*Objective:* Give the number of lines in the listing below that contain the string "white", treating case as significant. Reply with the number only.

*Available records:*
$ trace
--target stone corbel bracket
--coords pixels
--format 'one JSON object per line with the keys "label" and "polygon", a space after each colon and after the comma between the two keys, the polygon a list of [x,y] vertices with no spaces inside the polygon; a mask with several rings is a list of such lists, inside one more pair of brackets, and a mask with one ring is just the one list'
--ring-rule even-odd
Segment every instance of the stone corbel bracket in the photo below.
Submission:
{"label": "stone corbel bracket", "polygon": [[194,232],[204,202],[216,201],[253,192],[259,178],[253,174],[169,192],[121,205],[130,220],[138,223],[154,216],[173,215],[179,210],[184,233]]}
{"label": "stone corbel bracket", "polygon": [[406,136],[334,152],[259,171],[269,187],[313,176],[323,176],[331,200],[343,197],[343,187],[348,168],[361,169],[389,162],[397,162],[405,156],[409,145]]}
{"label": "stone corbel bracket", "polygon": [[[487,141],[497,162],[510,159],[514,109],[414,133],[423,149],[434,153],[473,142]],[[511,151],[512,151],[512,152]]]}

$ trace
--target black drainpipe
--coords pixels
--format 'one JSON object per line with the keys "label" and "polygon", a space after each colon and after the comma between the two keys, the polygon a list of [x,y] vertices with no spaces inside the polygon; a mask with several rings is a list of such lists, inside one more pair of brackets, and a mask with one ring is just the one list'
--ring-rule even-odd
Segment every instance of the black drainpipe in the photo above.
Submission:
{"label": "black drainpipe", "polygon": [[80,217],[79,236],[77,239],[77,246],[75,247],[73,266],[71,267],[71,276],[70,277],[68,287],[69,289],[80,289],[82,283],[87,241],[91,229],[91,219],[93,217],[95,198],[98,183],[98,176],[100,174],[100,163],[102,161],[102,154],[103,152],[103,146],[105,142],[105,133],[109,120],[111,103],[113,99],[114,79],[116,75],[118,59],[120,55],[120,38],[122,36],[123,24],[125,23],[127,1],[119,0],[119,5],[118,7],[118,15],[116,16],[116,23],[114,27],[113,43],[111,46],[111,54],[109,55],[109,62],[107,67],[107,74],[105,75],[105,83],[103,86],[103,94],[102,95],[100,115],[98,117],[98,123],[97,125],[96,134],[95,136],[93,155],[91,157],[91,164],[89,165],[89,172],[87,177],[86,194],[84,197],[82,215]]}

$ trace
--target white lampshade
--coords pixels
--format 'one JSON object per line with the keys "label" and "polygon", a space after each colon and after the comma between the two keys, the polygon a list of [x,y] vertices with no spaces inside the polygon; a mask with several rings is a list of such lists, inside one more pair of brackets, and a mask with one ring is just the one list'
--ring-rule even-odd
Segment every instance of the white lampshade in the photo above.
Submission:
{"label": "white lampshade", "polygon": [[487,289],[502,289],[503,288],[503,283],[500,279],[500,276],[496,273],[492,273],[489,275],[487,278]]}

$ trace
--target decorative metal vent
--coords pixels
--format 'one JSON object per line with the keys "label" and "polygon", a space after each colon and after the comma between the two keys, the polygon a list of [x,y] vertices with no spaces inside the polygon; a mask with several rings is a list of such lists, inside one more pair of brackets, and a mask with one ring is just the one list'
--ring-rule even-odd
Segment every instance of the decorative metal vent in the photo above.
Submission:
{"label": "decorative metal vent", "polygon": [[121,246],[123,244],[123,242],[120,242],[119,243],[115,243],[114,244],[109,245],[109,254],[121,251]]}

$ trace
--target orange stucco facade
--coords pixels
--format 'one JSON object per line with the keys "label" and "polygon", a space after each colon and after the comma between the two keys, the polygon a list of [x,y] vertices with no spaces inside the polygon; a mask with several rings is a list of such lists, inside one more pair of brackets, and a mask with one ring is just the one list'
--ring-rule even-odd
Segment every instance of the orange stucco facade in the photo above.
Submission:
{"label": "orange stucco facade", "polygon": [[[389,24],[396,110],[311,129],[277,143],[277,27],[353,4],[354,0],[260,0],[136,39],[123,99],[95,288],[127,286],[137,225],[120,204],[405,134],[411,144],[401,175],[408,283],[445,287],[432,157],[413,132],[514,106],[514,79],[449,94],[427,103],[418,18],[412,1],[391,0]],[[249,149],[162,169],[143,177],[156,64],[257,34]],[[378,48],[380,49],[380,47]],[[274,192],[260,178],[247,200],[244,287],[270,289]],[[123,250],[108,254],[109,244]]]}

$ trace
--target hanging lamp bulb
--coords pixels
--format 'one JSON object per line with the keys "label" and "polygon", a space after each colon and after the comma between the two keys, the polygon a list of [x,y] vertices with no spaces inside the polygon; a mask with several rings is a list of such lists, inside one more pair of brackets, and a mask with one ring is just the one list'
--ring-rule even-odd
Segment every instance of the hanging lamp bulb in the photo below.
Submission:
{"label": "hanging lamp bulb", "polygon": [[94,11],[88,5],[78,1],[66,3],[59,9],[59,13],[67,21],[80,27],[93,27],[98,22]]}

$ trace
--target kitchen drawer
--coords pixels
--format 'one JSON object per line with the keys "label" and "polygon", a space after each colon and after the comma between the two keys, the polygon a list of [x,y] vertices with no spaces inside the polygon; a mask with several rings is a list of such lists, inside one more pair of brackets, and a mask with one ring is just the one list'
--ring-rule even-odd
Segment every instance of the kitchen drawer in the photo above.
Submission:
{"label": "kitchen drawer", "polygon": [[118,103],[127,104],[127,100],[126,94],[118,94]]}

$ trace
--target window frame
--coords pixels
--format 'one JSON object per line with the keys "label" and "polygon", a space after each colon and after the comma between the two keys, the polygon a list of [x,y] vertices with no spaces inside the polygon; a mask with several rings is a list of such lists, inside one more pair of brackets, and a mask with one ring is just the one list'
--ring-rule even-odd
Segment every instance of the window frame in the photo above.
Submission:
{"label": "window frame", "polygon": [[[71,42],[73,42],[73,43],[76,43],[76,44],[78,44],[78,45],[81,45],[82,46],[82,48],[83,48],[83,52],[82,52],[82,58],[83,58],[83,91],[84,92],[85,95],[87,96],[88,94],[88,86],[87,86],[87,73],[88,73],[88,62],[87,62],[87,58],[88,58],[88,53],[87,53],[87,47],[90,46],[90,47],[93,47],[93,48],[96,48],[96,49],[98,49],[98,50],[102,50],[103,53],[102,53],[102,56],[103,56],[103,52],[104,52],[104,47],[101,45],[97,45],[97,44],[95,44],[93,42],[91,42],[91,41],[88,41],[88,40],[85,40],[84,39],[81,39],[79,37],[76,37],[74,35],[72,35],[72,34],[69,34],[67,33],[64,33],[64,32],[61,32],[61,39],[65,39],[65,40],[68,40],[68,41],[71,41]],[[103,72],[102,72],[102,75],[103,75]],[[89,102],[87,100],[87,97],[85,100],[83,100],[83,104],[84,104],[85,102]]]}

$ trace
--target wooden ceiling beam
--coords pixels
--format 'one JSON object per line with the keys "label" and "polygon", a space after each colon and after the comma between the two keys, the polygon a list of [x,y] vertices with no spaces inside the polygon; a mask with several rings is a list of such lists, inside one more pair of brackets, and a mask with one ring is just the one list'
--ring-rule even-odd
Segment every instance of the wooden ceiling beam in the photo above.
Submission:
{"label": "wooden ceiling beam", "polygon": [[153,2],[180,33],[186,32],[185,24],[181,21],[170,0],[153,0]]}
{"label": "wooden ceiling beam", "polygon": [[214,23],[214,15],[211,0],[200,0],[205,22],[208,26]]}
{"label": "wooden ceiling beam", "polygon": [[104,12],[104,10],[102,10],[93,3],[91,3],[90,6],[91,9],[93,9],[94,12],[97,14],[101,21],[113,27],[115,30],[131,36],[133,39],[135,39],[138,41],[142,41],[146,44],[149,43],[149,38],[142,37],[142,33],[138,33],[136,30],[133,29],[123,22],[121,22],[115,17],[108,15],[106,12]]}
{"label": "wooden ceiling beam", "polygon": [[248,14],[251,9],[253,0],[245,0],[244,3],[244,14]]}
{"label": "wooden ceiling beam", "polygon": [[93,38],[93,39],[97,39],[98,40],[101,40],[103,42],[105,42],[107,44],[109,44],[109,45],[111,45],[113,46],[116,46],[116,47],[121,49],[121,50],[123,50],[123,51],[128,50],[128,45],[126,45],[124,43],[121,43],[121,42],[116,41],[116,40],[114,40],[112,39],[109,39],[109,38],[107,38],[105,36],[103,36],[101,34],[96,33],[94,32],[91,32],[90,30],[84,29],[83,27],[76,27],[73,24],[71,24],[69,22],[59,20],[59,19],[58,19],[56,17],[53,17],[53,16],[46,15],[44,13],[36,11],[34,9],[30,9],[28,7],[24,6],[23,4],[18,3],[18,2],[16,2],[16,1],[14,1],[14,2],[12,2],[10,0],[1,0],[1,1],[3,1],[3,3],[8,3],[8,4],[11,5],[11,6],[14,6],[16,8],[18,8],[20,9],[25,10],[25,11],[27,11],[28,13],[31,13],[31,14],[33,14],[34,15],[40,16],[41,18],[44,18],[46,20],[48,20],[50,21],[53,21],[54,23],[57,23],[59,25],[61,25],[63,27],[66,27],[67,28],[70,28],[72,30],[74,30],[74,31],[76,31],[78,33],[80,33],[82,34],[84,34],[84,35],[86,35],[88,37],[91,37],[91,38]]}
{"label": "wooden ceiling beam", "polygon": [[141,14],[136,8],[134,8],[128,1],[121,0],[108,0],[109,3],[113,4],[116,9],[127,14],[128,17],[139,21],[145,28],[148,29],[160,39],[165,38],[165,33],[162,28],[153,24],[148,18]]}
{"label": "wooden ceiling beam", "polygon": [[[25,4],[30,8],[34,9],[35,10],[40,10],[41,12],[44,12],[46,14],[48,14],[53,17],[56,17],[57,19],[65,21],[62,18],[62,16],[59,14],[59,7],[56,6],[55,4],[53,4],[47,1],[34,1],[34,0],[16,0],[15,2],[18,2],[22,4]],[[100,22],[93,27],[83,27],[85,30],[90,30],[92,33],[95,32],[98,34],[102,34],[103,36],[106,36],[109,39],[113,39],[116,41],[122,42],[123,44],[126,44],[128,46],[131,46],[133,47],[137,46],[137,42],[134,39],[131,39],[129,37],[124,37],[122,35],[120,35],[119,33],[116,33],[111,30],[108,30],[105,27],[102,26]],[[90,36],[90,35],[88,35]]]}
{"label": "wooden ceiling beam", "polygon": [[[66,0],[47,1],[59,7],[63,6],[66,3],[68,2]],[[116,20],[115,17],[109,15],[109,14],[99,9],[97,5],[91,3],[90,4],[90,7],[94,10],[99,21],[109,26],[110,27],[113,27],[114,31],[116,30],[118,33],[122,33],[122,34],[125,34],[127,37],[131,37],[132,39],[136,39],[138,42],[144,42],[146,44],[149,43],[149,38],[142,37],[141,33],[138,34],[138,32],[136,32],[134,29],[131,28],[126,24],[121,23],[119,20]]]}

*Output of the task:* 3